The llmedge-examples repo demonstrates multiple real-world uses.

Example Activities

The llmedge-examples repository contains complete working demonstrations:

Activity Purpose
LocalAssetDemoActivity Load bundled GGUF model, blocking & streaming inference
HuggingFaceDemoActivity Download from HF Hub, reasoning controls
ImageToTextActivity Camera capture, OCR text extraction
LlavaVisionActivity Vision model integration (prepared architecture)
StableDiffusionActivity On-device image generation
VideoGenerationActivity On-device text-to-video generation (Wan 2.1)
RagActivity PDF indexing, vector search, Q&A
TTSActivity Text-to-speech synthesis (Bark)
STTActivity Speech-to-text transcription (Whisper)

LocalAssetDemoActivity

Demonstrates loading a bundled model asset and running inference using LLMEdgeManager.

Key patterns:

val modelPath = copyAssetIfNeeded("YourModel.gguf")

// Run inference (Manager handles loading & caching)

* _Work instruction 1_: According to the llmedge-examples page, which activity handles speech-to-text transcription?
* _Work instruction 2_: Translate this sentence from the llmedge-examples page into Spanish: "The llmedge-examples repo demonstrates multiple real-world uses."
* _Work instruction 3_: Continue the llmedge-examples page from its last line.

* _Extracted material_:
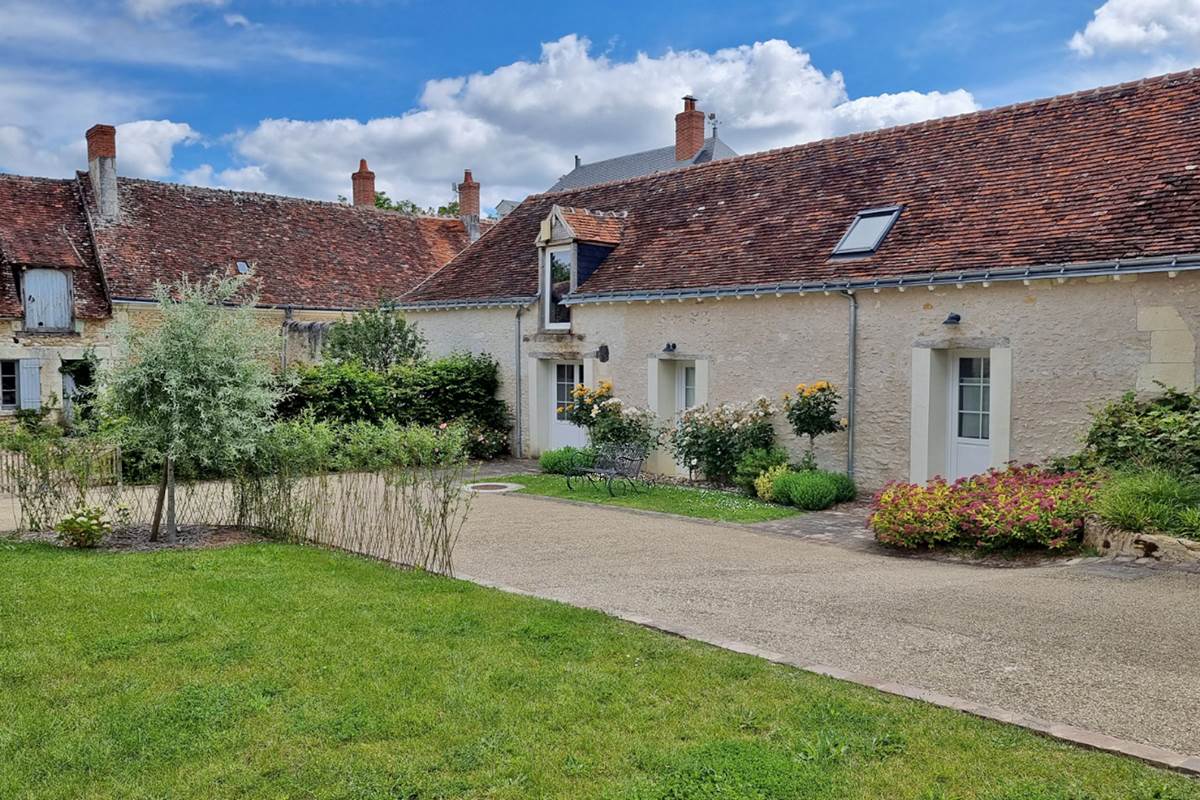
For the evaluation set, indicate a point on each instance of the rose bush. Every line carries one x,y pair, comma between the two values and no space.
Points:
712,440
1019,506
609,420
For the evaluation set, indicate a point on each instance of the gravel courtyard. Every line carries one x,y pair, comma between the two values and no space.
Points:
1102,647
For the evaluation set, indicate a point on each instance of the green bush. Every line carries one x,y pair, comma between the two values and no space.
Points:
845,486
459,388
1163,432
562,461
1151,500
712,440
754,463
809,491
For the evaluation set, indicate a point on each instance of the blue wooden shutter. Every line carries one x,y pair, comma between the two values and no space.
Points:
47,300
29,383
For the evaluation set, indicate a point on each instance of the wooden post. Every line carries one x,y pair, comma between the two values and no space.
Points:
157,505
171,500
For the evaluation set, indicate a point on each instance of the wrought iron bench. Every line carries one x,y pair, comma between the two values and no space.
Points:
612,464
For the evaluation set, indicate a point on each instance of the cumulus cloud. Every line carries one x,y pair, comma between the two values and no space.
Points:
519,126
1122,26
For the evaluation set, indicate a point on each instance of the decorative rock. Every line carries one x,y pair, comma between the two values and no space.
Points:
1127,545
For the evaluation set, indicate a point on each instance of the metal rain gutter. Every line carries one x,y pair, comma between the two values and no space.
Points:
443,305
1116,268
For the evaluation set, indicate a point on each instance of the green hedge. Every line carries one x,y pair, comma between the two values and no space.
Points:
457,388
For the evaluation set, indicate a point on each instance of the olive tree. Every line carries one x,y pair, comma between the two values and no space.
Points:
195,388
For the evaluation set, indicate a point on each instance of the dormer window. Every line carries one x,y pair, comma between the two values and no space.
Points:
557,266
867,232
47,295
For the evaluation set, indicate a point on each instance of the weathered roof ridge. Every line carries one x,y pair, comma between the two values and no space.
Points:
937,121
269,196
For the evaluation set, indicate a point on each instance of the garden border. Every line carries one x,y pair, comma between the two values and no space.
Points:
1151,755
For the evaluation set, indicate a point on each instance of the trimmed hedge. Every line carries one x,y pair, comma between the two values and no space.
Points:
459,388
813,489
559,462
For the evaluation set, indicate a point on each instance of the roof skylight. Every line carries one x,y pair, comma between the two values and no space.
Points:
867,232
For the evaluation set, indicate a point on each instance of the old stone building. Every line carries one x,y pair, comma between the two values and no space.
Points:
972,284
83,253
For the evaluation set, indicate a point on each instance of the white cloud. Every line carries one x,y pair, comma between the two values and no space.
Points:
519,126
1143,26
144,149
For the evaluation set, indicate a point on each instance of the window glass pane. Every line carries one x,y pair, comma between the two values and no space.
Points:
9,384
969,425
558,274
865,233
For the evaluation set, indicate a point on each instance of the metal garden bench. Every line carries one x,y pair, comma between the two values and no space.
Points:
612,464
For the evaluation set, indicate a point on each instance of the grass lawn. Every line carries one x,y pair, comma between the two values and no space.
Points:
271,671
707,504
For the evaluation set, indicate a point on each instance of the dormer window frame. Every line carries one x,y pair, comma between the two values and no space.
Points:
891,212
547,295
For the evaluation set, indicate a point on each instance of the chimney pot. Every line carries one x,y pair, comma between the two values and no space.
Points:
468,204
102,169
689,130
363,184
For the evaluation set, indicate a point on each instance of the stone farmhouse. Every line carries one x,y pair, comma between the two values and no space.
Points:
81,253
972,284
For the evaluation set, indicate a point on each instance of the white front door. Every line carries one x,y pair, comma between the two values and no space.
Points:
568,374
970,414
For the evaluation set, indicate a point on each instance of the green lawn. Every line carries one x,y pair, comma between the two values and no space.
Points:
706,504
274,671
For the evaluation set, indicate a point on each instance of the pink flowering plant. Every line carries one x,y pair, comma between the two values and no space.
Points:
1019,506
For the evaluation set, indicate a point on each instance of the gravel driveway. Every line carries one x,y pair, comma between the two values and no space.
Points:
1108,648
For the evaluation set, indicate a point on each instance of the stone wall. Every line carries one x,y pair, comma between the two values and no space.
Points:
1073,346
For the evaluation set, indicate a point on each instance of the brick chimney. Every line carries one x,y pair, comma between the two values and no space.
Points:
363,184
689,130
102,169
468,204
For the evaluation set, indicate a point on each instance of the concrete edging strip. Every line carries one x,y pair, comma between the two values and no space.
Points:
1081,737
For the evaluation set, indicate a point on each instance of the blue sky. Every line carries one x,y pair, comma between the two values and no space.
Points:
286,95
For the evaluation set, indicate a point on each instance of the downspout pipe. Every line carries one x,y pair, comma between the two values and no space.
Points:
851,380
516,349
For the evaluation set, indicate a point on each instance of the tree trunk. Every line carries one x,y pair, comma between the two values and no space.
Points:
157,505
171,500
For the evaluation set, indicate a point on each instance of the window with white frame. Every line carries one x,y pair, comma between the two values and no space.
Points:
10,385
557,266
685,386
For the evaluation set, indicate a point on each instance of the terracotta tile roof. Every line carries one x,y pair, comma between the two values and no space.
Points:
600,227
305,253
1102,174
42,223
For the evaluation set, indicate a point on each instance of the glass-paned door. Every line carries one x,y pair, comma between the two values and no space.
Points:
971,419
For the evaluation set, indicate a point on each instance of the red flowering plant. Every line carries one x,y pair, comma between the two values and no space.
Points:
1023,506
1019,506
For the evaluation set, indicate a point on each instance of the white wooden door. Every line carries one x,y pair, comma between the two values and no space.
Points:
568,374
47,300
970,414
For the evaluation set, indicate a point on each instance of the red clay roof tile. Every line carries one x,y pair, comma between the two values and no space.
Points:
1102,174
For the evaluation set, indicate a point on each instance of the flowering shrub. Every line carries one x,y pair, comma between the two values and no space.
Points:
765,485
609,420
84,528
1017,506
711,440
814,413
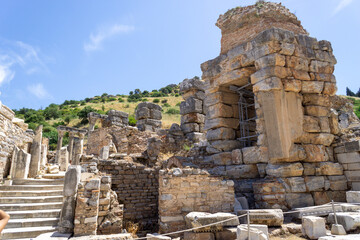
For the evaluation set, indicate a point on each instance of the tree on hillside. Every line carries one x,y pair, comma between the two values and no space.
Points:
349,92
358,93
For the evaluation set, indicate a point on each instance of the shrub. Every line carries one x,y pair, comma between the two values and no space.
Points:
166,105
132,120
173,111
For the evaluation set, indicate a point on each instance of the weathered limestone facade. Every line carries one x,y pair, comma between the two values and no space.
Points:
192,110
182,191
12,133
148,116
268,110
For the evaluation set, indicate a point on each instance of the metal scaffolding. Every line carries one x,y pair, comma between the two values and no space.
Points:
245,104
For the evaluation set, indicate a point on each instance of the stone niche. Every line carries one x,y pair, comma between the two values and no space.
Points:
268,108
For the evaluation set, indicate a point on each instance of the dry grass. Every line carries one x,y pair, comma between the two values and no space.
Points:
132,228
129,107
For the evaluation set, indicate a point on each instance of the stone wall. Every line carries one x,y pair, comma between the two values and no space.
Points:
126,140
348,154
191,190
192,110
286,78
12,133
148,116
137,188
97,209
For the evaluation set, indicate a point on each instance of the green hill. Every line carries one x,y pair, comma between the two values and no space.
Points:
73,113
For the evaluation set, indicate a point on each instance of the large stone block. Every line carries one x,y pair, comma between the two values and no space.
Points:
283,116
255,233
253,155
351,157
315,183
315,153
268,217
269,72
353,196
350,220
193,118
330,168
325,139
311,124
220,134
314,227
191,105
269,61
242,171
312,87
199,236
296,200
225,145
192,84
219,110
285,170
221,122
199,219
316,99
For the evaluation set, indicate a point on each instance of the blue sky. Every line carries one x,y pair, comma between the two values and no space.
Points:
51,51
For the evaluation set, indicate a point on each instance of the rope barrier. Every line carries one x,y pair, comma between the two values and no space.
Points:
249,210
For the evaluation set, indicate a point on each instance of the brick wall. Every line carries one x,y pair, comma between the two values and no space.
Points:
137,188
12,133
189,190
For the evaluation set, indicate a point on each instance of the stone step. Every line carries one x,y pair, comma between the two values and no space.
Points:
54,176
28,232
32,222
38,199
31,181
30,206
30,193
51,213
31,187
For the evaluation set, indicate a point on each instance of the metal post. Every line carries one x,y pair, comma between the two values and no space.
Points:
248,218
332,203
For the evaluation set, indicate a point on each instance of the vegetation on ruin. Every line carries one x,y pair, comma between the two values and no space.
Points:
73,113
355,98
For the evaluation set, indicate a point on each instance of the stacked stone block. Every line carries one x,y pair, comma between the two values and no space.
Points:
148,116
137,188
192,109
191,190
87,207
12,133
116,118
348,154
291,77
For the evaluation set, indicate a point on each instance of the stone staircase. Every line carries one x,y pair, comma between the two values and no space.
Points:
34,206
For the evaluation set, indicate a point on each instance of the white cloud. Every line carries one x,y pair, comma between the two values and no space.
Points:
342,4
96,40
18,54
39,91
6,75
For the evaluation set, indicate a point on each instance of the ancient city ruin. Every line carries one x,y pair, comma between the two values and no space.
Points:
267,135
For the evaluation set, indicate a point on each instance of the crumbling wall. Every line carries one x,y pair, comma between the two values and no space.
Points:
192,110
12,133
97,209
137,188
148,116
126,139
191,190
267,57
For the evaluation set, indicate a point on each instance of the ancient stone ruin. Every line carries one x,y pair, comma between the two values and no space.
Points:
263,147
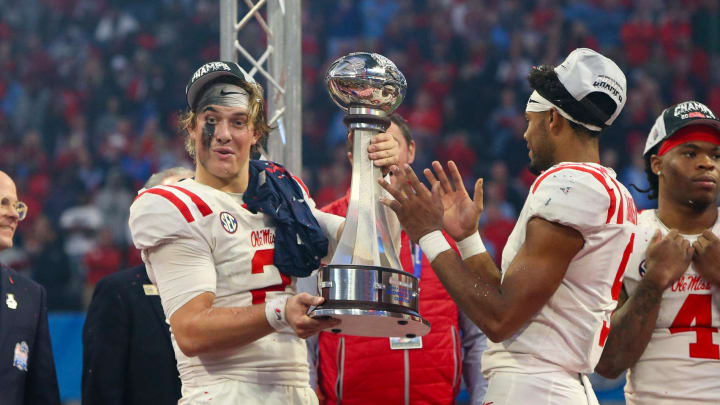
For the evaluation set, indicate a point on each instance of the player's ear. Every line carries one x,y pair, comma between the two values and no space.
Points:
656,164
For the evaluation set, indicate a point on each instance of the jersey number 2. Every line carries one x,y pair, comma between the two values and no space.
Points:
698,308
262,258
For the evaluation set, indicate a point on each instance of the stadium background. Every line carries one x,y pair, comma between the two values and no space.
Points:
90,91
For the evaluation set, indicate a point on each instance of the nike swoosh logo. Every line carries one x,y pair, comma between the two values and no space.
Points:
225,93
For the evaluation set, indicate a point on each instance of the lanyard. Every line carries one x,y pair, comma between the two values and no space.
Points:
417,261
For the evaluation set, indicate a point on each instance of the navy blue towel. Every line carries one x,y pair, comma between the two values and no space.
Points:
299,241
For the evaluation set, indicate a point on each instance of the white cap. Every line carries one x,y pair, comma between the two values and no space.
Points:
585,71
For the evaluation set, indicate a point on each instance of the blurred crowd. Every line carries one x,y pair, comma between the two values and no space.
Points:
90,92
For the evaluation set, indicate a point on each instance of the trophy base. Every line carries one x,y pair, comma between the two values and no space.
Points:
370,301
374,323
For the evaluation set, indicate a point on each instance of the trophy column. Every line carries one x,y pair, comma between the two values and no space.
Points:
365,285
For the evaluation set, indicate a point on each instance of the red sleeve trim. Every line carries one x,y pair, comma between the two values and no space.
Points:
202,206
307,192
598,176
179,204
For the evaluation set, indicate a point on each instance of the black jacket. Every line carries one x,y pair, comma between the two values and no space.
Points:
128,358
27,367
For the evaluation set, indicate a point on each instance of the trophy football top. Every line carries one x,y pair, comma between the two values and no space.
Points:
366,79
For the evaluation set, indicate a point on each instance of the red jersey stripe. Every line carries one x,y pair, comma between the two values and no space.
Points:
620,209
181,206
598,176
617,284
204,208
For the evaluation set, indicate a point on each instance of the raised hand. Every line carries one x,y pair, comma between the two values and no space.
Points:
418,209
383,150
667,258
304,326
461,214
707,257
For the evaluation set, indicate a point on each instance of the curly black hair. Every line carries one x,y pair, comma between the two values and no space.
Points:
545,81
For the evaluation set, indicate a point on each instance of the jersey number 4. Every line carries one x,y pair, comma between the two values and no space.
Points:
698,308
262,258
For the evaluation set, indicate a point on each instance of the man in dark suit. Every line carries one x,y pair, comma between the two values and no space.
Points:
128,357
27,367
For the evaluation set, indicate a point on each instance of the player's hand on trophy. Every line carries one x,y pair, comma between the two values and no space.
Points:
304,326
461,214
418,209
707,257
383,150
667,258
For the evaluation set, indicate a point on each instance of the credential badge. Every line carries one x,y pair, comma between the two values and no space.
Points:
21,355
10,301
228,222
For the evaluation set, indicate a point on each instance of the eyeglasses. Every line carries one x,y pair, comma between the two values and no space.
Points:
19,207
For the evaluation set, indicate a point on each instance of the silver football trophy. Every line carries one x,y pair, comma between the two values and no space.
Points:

* _Exercise result 1_: STTActivity, using Whisper.

* _Exercise result 2_: El repositorio llmedge-examples demuestra múltiples usos del mundo real.

* _Exercise result 3_:
val response = LLMEdgeManager.generateText(
    context = context,
    params = LLMEdgeManager.TextGenerationParams(
        prompt = "Say 'hello from llmedge'.",
        modelPath = modelPath,
        modelId = "local-model" // Unique ID for caching
    )
)

ImageToTextActivity

Demonstrates camera integration and OCR text extraction using LLMEdgeManager.

Key features:

  • Camera permission handling
  • High-resolution image capture
  • ML Kit OCR integration via Manager

Code snippet:

// Process image
val bitmap = ImageUtils.fileToBitmap(file)
ivPreview.setImageBitmap(bitmap)

// Extract text (handles engine lifecycle automatically)
val text = LLMEdgeManager.extractText(context, bitmap)
tvResult.text = text.ifEmpty { "(no text detected)" }

HuggingFaceDemoActivity

Shows how to download models from Hugging Face Hub and run inference using LLMEdgeManager.

Key features:

  • Model download with progress callback
  • Heap-aware parameter selection
  • Thinking mode configuration

Code snippet:

// 1. Download with progress
LLMEdgeManager.downloadModel(
    context = context,
    modelId = "unsloth/Qwen3-0.6B-GGUF",
    filename = "Qwen3-0.6B-Q4_K_M.gguf",
    onProgress = { downloaded, total -> /* update UI */ }
)

// 2. Generate text (model is now cached)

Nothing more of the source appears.